## Consegna
Ricopia fedelmente il passo dell'articolo che va da "(Recensione modificata il" a "quel freddo legno.", estremi inclusi.

Una lama che scorre lungo l'intero capitolo. E che sporadicamente taglia anche me che leggo. Mi sforzo di accantonare l'odio viscerale che provo per Bleahmy, devo farlo perché la percezione non sia distratta, distorta non lo è. Come Clarke devo andare a vedere, "let me see you stripped to the bone. Fino all'osso, come quando si analizzano i segni, la loro forma, per capire quale arma li abbia causati. E su di nuovo alla carne, per capire quale bocca l'abbia marchiata. Per vedere cosa ha scolpito lo scheletro di Lexa, chi l'ha ridisegnata. Perché significa trovare una risposta anche riguardo Clarke. Speedball mi ha fatto pensare a Dave Gahan, fin dall'inizio si sente un impercettibile sottofondo di quelle che sono le canzoni di fede e devozione di Lexa e Clarke. Cold contagious dei Bush ha accompagnato questa scrittura, per una strana assonanza percettiva, realizzata nel freddo del primo mattino. Mentre rinfilavo le mani gelate nel cappotto, ho pensato a quell'ultima frase, all'essere altrove di Lexa. Con un altro zigomo malconcio, non aggiungo altre parole.
(Recensione modificata il 18/11/2017 - 08:25 am)

Recensore Junior
15/11/17, ore 23:19
Cap. 35:

Hai avuto la capacità di lavare via dalle nostre menti il reale problema, il reale pericolo al quale tutti loro sono esposti, sin dall'inizio, sin dal primo anelito. E all'improvviso, dal nulla, hai squarciato i due teli della nostra coscienza instillando quello che è l'amaro della morte, della neve che poco a poco andrà a sciogliersi su quel freddo legno.
Anya è morta, con lei una parte di Lexa. Una Lexa che è ridotta ad una fessura, uno spiraglio tra questi due teli pesanti come l'acciaio, caldi come il fuoco che divampa dalle mani di Roan, dalle mani della madre di Anya, anonima come l'etere.
La concentrazione del torbido è affidata alle sue spalle strette, ma non cede, non si piega. Si dissocia. E mi viene da domandarmi se questa non sia la storia di Lexa e la sua dissociazione, dolcemente tossica, la storia di Lexa e la sua triste ossessione.
La storia di Lexa e di come si sia lasciata morire, lei che non ha mai provato ad essere viva.

Il dolore che fai provare è pura fortificazione. Due teli che diventano muri, due muri che diventano barricate insormontabili. 
Attendo un aggiornamento, nel frattempo posso solo immaginare come potrà il loro rapporto evolversi da qui in poi.
Un bacio,
Acrymonia.

(Righe del dataset sulle posizioni degli oggetti)
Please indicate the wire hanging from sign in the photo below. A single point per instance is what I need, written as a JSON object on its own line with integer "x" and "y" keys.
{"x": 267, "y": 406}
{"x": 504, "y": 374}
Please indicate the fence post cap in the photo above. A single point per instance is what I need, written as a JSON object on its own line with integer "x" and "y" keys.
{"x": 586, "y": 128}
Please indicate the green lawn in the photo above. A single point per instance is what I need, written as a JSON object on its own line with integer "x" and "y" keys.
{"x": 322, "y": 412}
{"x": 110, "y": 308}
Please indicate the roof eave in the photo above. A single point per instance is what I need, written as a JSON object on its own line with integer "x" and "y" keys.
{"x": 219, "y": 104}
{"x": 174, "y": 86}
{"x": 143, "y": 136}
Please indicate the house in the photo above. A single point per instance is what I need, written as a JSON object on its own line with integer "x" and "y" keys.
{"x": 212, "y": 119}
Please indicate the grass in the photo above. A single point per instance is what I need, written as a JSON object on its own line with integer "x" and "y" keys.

## Soluzione
(Recensione modificata il 18/11/2017 - 08:25 am)

Recensore Junior
15/11/17, ore 23:19
Cap. 35:

Hai avuto la capacità di lavare via dalle nostre menti il reale problema, il reale pericolo al quale tutti loro sono esposti, sin dall'inizio, sin dal primo anelito. E all'improvviso, dal nulla, hai squarciato i due teli della nostra coscienza instillando quello che è l'amaro della morte, della neve che poco a poco andrà a sciogliersi su quel freddo legno.